(Text for analysis)
Nature reserve in Hampshire, England

Testwood Lakes is a 55 ha nature reserve in Totton to the northwest of Southampton in Hampshire, England. It is managed by the Hampshire and Isle of Wight Wildlife Trust. The three lakes, which are owned by Southern Water and provide water for Hampshire, are called Little Testwood Lake, Testwood Lake and Meadow Lake. There is a visitor centre at the site.

==Scouts==
The lake was opened for boating activities managed by Eling Sea Scouts in late summer 2005; the current boating licence runs between 1 March to 31 October. The lake is available for hire to scout troops and other recognised youth groups.

The 4th New Forest North (Eling) Sea Scout group has built a headquarters building at Testwood Lakes which is their base for watersport activities.

===Events and activities===
The Testwood Lakes Centre is open to the public most week days and weekends in the summer and at various times during the week. Guided walks, events and activities take place throughout the year. The Centre, which has a permanent exhibition featuring themes of water, wildlife and conservation, is open to schools, community groups and individuals, with facilities such as a well-equipped classroom for up to 60 children and two function rooms available for hire.

There is coarse fishing on Little Testwood Lake by permit from the TVAC&SPS Angling club. The lake is 30 feet deep in the middle and contains large bream, tench, pike, perch, roach, chub and eels.

===Wildfowl===
The Lakes are attracting increasing numbers of wildfowl during the winter, including mallard, Eurasian teal, northern shoveller, tufted duck, common pochard, gadwall and Eurasian wigeon. Eurasian oystercatcher have already bred and it is hoped that northern lapwing and common redshank will too.

===Flora===
The ground flora of Alder Gully is very rich including lesser spearwort, bluebell, yellow pimpernel, moschatel, red campion and foxglove.

(Spatial localization data)

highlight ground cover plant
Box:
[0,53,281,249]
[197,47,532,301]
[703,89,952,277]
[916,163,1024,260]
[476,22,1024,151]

(To do)
A - From the text about Testwood Lakes, list every kind of wildfowl named as visiting the Lakes during the winter.
B - For each statement, decide whether the text about Testwood Lakes supports it. Answer yes or no, and quote the words of the text that settle it.
(i) The reserve is managed by Southern Water.
(ii) The classroom at the Centre can hold up to 60 children.
(iii) Northern lapwing have already bred at the Lakes.
C - According to the text about Testwood Lakes, how deep is Little Testwood Lake in the middle?
This data has no connection to the text about Testwood Lakes.

(Responses in order)
A - mallard, Eurasian teal, northern shoveller, tufted duck, common pochard, gadwall, Eurasian wigeon

B -
(i) No: "It is managed by the Hampshire and Isle of Wight Wildlife Trust."
(ii) Yes: "a well-equipped classroom for up to 60 children"
(iii) No: "it is hoped that northern lapwing and common redshank will too"

C - 30 feet